#### Page text:
****

Circadian rhythms are biological cycles that occur in humans, animals, insects, plants, and even bacteria with a period of approximately (circa) one day (diem). These rhythms are determined internally by a part of our hypothalamus and are synchronized perfectly to our 24-hr days by the sun and other cues. This internal clock mediates daily variation in everything from hormone levels, to sleep/wake cycles, feeding behaviour, thermoregulation, to bowel movements and cardiovascular function, among many others.
It is largely due to these predictable circadian rhythms that risk of a myocardial infarction (heart attack) is significantly highest in the morning (by about 40% as compared to other times in the day). Right as we awake, our cardiovascular system is in the most compromised state –systolic blood pressure and heart rate show the largest upward spike in the morning, blood vessels ability to dilate in response to increased blood flow is compromised (relative endothelial dysfunction), blood clots are more likely to form, and the ability to break them up is at its lowest point in the day. Is it any wonder then, that the first snowfall – shoveled early in the morning by people at risk – always leads to a spike in heart attacks?
Interestingly, the 1hr shift experienced by citizens of many countries (most notably Europe and North America) during the fall and spring in accordance with daylight savings time also has a detrimental effect on cardiovascular risk. The problem lies in the fact that our circadian clock takes time to adjust, and it is best adjusted by changes in day/night or light/dark cycles – not simply the adjustment of our watch. Thus, the few mornings after the clock change our internal clocks are at odds with our watches and particularly in the spring – when one hour of sleep is lost, we wake up with our cardiovascular system being in an even more compromised state than normal.
A 2009 study in the New England Journal of Medicine clearly shows this effect. In the study the authors investigated the number of heart attacks in Sweden the week before and the week after the 1hr clock changes in both the spring and fall. As would be predicted, individuals had an approximately 5% greater risk of having a heart attack immediately after the ‘spring ahead’ clock change compared to the previous week.
The authors rightfully suggest that individuals at risk of cardiovascular complications would be better off changing their clocks more gradually (i.e. by 15 minutes, starting on the Friday before the change). More importantly, avoiding strenuous activity and stress right in the morning may also be a valid suggestion.
An even better strategy from a public health standpoint would be to do away with daylight savings time altogether.

****

#### Material supplied:

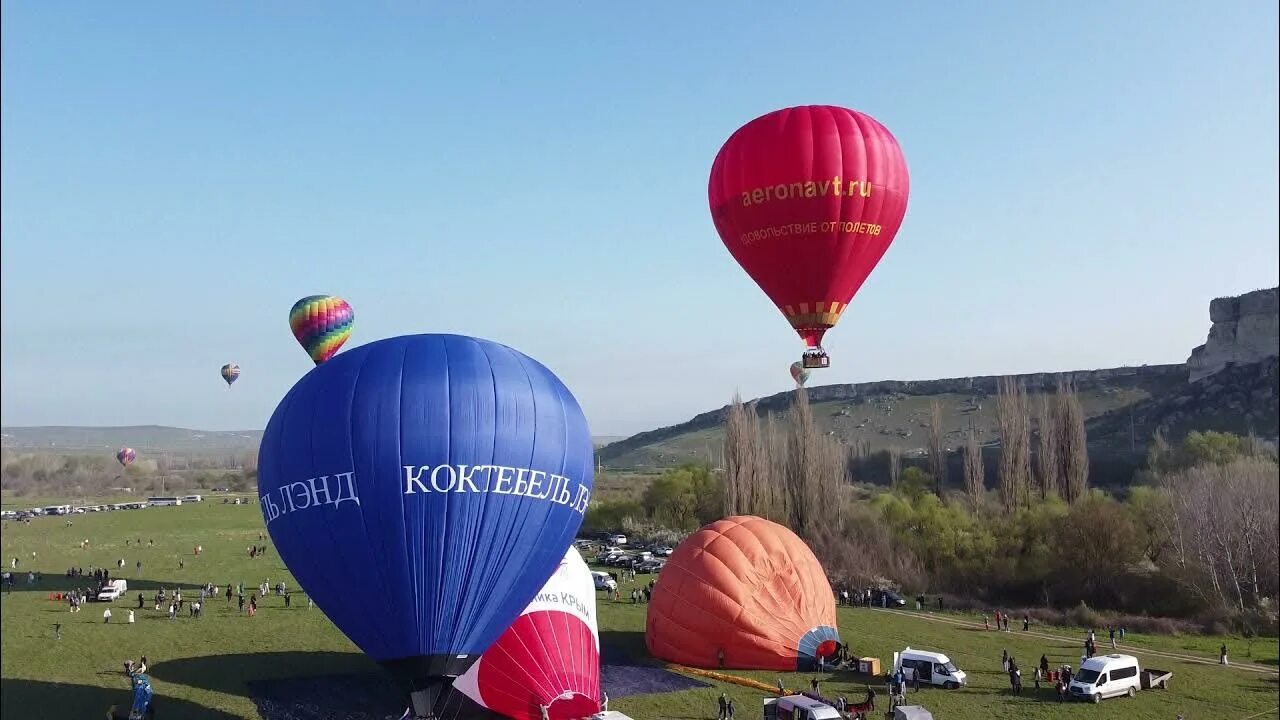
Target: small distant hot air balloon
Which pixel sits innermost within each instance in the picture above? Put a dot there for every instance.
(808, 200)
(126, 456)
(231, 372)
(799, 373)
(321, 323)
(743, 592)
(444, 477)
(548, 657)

****

#### Task instructions:
1: Transcribe the passage of the text on circadian rhythms and heart attacks from "The authors rightfully" up to and including "a valid suggestion.".
2: In the text on circadian rhythms and heart attacks, in which country did the 2009 study count heart attacks around the clock changes?

#### Outputs for the tasks:
1:
The authors rightfully suggest that individuals at risk of cardiovascular complications would be better off changing their clocks more gradually (i.e. by 15 minutes, starting on the Friday before the change). More importantly, avoiding strenuous activity and stress right in the morning may also be a valid suggestion.

2: Sweden